Segment Start: EXERCISE DATA
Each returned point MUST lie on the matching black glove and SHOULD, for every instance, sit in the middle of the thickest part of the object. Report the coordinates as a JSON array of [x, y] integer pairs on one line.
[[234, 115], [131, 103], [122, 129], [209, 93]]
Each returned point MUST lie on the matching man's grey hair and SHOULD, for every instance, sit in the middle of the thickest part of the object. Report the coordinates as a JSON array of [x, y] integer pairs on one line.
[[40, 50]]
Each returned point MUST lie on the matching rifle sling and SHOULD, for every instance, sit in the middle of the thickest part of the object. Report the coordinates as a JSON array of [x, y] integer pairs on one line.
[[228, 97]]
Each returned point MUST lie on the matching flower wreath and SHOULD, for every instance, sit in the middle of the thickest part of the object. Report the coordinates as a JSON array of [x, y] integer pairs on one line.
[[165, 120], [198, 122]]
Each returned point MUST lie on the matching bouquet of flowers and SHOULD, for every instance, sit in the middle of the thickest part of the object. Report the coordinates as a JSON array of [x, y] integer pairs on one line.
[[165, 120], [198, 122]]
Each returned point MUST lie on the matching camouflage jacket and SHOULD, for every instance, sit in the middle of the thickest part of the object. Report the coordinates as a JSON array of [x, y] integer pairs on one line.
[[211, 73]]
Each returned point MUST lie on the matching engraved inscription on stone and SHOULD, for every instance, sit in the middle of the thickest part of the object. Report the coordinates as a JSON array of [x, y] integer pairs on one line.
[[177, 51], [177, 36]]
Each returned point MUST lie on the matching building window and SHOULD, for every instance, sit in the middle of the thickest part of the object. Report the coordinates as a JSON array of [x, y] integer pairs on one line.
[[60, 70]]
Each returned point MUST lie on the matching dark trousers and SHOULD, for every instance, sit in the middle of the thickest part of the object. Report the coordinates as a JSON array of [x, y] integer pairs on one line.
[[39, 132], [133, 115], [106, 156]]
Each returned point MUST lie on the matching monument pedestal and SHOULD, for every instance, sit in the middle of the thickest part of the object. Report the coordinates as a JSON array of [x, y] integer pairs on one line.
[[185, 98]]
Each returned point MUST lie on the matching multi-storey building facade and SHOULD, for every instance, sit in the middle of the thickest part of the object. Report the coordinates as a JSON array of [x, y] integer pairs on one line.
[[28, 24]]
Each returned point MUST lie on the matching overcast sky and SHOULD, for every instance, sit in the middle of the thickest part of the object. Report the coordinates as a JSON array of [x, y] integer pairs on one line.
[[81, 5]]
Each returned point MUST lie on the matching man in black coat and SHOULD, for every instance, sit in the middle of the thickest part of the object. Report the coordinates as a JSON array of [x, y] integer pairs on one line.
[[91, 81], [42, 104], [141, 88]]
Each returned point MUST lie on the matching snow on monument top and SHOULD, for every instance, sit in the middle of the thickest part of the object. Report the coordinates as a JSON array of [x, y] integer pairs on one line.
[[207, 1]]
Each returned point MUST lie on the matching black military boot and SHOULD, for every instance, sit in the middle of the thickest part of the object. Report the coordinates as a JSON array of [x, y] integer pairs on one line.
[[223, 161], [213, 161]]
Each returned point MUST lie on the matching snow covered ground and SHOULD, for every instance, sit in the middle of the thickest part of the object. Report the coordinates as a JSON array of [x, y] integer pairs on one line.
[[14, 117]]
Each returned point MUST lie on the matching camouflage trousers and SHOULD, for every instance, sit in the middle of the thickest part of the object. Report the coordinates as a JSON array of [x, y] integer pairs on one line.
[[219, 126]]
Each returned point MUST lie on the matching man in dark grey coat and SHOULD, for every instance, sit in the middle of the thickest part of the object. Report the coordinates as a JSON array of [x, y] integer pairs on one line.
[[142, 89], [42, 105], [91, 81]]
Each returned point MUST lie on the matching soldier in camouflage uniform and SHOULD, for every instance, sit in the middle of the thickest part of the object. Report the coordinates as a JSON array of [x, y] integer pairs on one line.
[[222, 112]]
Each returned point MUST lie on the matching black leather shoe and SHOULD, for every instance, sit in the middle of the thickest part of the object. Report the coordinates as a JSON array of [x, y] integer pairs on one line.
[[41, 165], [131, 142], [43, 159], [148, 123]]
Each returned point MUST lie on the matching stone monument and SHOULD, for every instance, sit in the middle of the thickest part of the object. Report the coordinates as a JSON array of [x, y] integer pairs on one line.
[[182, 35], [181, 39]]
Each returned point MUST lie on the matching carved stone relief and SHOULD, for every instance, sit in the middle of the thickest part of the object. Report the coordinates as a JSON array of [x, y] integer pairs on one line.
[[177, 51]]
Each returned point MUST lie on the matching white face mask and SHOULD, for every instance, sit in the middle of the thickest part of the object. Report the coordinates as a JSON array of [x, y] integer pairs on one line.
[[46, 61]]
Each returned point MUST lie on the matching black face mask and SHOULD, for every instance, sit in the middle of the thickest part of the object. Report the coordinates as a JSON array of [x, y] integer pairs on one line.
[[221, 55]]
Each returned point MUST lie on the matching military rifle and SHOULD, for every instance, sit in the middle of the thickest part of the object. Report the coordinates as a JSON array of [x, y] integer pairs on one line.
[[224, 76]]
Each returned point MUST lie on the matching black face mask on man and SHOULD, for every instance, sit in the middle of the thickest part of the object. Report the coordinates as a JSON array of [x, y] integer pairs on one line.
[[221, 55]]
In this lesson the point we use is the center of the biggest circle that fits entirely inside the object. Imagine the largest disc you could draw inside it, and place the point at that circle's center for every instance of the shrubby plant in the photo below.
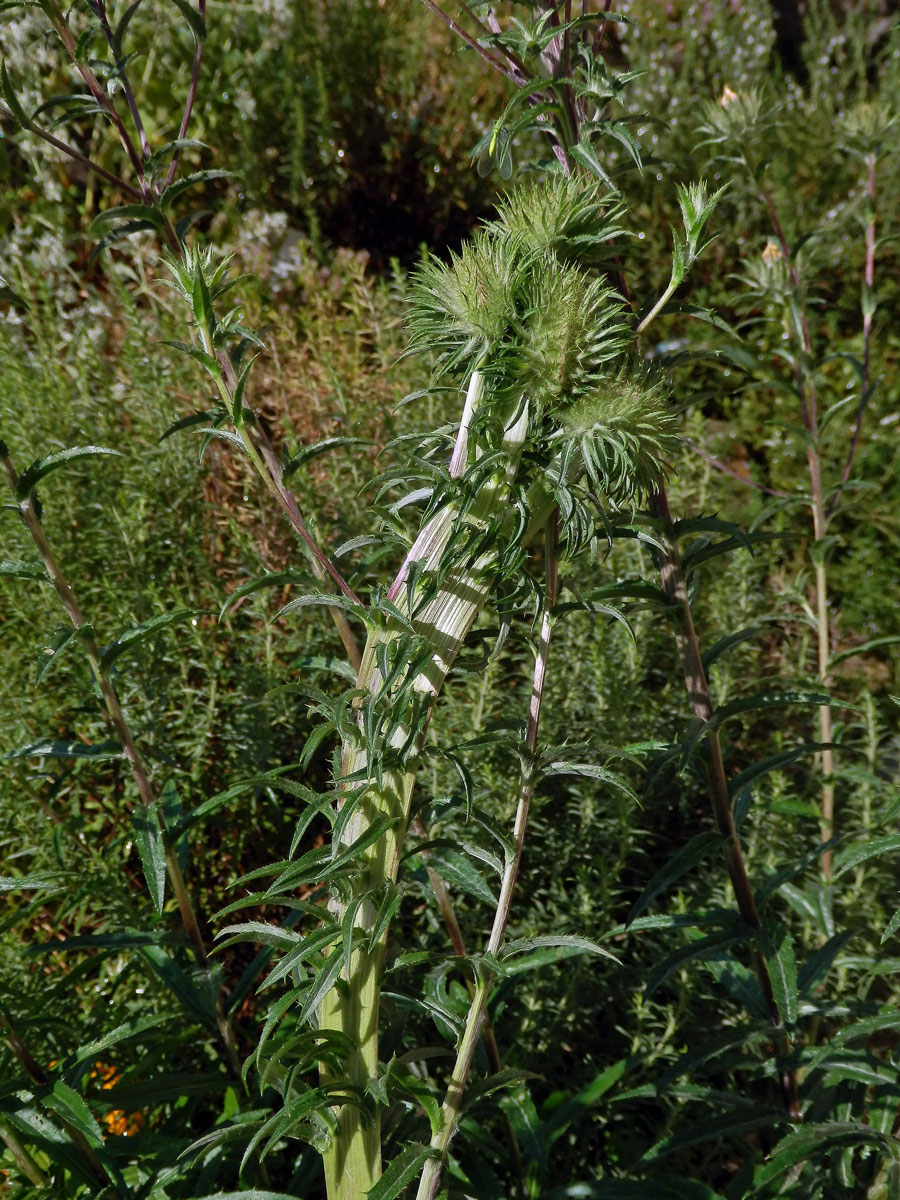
(528, 525)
Segment End: EXERCISE DATA
● TASK REQUIREMENTS:
Give all entries again verbatim, without any images.

● RESULT OF THE EXERCISE:
Each returned point MUST lie on the matching black glove and SHOULD, for every instance, sit in the middle of the thickest part of the object. Report the coordinates as a JSON array of [x, y] integer pairs on one line.
[[234, 115], [131, 103], [122, 129], [209, 93]]
Each returned point MUST lie on the matching man's grey hair and SHOULD, for every instance, sit in the middle of the thickest part of the object. Report the coordinates as a JSON array of [x, y] integer pairs on one line.
[[40, 50]]
Each returned point MUST lie on the matching rifle sling and SHOULD, for every instance, sit in the middle of the thickest part of the object. Report the coordinates as a JSON array of [x, y] integer pairs on one line.
[[228, 97]]
Each returned point MUST lie on the matching flower wreath and SHOULD, for every instance, sit in the middle of the thickest part of the object. Report the coordinates as a JSON array of [x, y] integer pairs on one line.
[[165, 120], [198, 122]]
Each returned point MUST lie on the matching bouquet of flowers and SHOULD, for every instance, sit in the middle of the thickest part of the object. Report the coordinates as a JSON array of [x, y] integer pairs on one line.
[[165, 120], [198, 122]]
Each returned point MUST lie on the matching camouflage jacket and SHOULD, for every instance, sit in the middle of the thickest part of the object. Report the coordinates as a JSON array of [x, y] integer pairs on one line.
[[211, 73]]
Each returned point MUST lie on the matching engraved inscription on stone and SHOULD, for every instance, sit in the middle of the thickest part of the object. Report the coordinates as a JSON array of [x, y] integer pairs on one line.
[[177, 51], [177, 36]]
Each returned point MUST lie on the matching building window and SHOULD, for every instance, sit in the middle of the thickest part of the object. Report the coordinates as a JSON array of [x, y] integer pairs on one line.
[[60, 70]]
Each returned point MUST lie on the matching dark trousers and SHOULD, for every instance, sit in the middle of the thickest part of the object. Report the coordinates as a JSON array of [x, y] integer pairs on one line.
[[39, 132], [133, 115], [106, 156]]
Each returned point MUST lie on the matching monument pedestal and SHOULD, for every instance, sit in the middle of the thickest part of the object. Report the coordinates as a JSON array of [x, y] integer pairs on one line.
[[185, 98]]
Each returned point MUST lie on the matching multi-storey building facade and SHOULD, for every instance, sit in the middle of the thickest part of the object. Report the coordinates as a JSON array of [x, y] integer pairs on one line.
[[28, 24]]
Each returned point MUST lie on the matching overcast sky and SHOULD, for every instance, sit in the middle of the thickest part of the object. Report the coordinates as a JSON array of [x, y] integer pairs on one line.
[[81, 5]]
Each returned point MUST lie on the matching man in black coat and SHOULD, for every instance, sit in the middle of the thickest part of the object. Report the coordinates as a JSON array of [x, y] integer pairs on one line.
[[91, 81], [42, 104], [141, 88]]
Each returned point MUST lie on the matching snow on monument top and SHOULD, for every instance, sit in the middle of the thickest part of the object. Report the coordinates as a JSON array of [x, y] integer pairs on one line.
[[207, 1]]
Each returned point MUST lie on the matching black military boot and SHOULD, for every instance, sit in the middle of the thickest part of the object. Report the coordinates as a JSON array of [x, y] integer pairs on one line.
[[223, 161], [213, 161]]
Each returned point MUST lie on the matching snow covered ground and SHOULD, for every instance, sit in the middle of the thickest part of the object. Report the coordinates as a JSON array of [x, y] integer pairs on one line.
[[14, 117]]
Each returned point MUST lie on the matching camouflage trousers and SHOULD, for every instance, sit in the middle of the thickest part of the object. Report the coordinates as a JSON array of [x, y] integer pairs on one line.
[[219, 126]]
Each returned point MUST lie on the matching man in dark grey coat and SHOULD, for every instance, sit in the middle of the thickest part of the object. Report the coordinates as a JSON array of [x, y] integer pairs on one line.
[[142, 89], [42, 105], [91, 81]]
Each returned point MUST lie on the matching soldier in camouflage uniform and SHOULD, for every instance, sit in the middle of the thickest part of the object. Report the coordinates as a JSON array of [x, y] integer pairs on one line.
[[222, 112]]
Each returned point MUST lie on the matching black leather shoe and SHOULD, for every instance, sit in the middle of the thickest part of the object. Report the coordinates as a JSON array of [x, y] integer pairs on one line.
[[41, 165], [131, 142], [43, 159], [148, 123]]
Each returned point MUST lie on the matching stone monument and SHOULD, for every instance, sit in the middle of the thickest part of the object. Report the coordinates as a JSON array of [x, y] integer pairs on one line.
[[182, 35], [181, 39]]
Each returned point MUST lie on the matching carved stone relief and SHOULD, for every instance, sit in the middle of the thickest part of the object. Report the coordinates as a JSON array of [x, y] integer pairs on one line.
[[177, 51]]
Each returned point MUST lie on the matching white face mask and SHOULD, for every instance, sit in the middle of the thickest part of the object. Report the coordinates as a JSON array of [x, y] integer pairs on one line.
[[46, 61]]
Each returned point MUST lie on the matching black face mask and SHOULD, for every instance, sit in the middle of the thickest part of the object. Report the coordinates as a JSON array of [x, y] integer pairs on one line.
[[221, 55]]
Each returned point MUST lie on the matching military rifle and SHOULD, for every instance, sit in the middle of the thickest part of the object. Report the coordinates as a JSON array of [x, y] integer pairs on one line.
[[224, 76]]
Each returned point MUST lie on the matching black face mask on man and SHOULD, for every instance, sit in the middle of the thickest part of the object. Report the coordinates as a JSON array of [x, y] integer pairs on one line.
[[221, 55]]
In this lesson the point we use is the center of the biggest circle that fits entirely inside the object. Imagine the largest disc you could draw inside it, and place the point at that circle's center for every instance of the shrubby plant in the photo below.
(528, 525)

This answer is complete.